Despite these findings, the results from clinical trials have been largely negative. For example, a meta-analysis of 13 randomized controlled trials concluded that neither calcium supplementation nor increased dairy product consumption has a statistically significant effect on weight reduction [111]. A more recent clinical trial found dietary supplementation with 1,500 mg/day of calcium (from calcium carbonate) for 2 years to have no clinically significant effects on weight in overweight and obese adults as compared with placebo [112]. Any apparent effects of calcium and dairy products on weight regulation and body composition are complex, inconsistent, and not well understood [101,108-110,113-115].
Health Risks from Excessive Calcium

Excessively high levels of calcium in the blood known as hypercalcemia impair kidney function, and lead to reduced absorption of other essential minerals, such as iron, zinc, magnesium, and phosphorus [1,116-119]. However, hypercalcemia rarely results from dietary or supplemental calcium intake and is most commonly associated with hyperparathyroidism, advanced cases of cancer or excessive intakes of vitamin D from supplements at doses of 50,000 IU/day or higher [1]. The Tolerable Upper Intake Levels (ULs) for calcium established by the Food and Nutrition Board are listed in Table 3.

→ Supplied entries:

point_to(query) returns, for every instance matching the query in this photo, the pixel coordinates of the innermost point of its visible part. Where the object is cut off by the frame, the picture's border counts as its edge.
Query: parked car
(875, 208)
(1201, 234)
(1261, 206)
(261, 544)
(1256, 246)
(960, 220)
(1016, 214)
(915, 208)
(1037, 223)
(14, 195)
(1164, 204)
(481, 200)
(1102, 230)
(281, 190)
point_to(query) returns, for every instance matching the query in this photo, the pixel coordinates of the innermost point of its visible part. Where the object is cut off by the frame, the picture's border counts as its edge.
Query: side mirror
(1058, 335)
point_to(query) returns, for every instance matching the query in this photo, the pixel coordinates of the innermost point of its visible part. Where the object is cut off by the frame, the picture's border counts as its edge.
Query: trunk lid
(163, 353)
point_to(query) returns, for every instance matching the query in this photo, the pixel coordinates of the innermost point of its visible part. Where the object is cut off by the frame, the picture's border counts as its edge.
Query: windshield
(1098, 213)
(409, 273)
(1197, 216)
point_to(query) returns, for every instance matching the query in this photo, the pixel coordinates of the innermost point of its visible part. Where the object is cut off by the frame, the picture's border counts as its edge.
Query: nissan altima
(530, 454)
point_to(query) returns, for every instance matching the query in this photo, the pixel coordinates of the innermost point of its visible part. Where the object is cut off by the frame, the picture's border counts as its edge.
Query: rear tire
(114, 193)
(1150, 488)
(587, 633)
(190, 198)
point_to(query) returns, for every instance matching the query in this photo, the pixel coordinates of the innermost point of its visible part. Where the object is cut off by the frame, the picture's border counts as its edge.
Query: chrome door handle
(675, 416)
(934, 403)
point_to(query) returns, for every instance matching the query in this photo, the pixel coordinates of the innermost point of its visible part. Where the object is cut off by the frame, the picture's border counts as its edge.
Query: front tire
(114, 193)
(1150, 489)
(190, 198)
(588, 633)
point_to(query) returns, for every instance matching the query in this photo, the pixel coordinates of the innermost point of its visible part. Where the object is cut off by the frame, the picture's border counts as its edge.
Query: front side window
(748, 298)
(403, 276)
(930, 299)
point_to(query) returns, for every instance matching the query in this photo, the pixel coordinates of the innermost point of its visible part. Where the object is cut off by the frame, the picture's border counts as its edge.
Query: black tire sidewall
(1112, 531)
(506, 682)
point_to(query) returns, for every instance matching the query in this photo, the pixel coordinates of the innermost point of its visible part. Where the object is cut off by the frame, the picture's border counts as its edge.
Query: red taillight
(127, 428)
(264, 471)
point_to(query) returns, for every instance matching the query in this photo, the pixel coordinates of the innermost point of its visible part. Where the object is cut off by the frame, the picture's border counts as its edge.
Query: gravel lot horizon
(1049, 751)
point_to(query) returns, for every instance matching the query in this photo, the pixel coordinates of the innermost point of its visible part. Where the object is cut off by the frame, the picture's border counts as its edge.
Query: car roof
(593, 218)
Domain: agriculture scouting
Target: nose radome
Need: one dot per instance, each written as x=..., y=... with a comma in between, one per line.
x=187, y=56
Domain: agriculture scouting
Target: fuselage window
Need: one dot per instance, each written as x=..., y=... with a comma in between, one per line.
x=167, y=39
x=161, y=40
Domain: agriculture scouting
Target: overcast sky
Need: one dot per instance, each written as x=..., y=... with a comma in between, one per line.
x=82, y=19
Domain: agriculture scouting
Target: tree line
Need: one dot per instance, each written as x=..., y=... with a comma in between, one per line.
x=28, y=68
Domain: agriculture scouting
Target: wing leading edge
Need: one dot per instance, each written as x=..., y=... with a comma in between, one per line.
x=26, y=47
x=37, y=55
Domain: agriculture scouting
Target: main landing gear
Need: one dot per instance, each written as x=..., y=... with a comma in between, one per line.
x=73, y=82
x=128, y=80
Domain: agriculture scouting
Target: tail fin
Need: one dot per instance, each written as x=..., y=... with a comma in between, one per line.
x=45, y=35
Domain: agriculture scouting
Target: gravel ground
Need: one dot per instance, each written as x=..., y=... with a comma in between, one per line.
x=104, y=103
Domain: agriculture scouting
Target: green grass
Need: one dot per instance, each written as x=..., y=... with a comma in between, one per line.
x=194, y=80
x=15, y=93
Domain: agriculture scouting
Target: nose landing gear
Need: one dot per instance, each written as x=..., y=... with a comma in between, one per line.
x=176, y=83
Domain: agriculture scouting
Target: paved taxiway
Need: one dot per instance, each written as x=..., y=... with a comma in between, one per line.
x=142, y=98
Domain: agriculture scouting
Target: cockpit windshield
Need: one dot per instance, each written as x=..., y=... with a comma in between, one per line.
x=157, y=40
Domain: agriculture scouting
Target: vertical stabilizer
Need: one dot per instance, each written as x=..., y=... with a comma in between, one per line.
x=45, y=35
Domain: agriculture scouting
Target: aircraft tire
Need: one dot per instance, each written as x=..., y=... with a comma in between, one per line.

→ Description of the task:
Say whether each statement agrees with the calcium passage, answering yes or no and quoting the words of the passage that decide it. (a) A meta-analysis of 13 randomized controlled trials found that calcium supplementation had a statistically significant effect on weight reduction. (b) A more recent trial gave overweight and obese adults 1,500 mg/day of calcium for 2 years. (c) Hypercalcemia most commonly results from dietary calcium intake.

→ Answer for the task:
(a) No: "neither calcium supplementation nor increased dairy product consumption has a statistically significant effect on weight reduction"
(b) Yes: "dietary supplementation with 1,500 mg/day of calcium (from calcium carbonate) for 2 years"
(c) No: "hypercalcemia rarely results from dietary or supplemental calcium intake"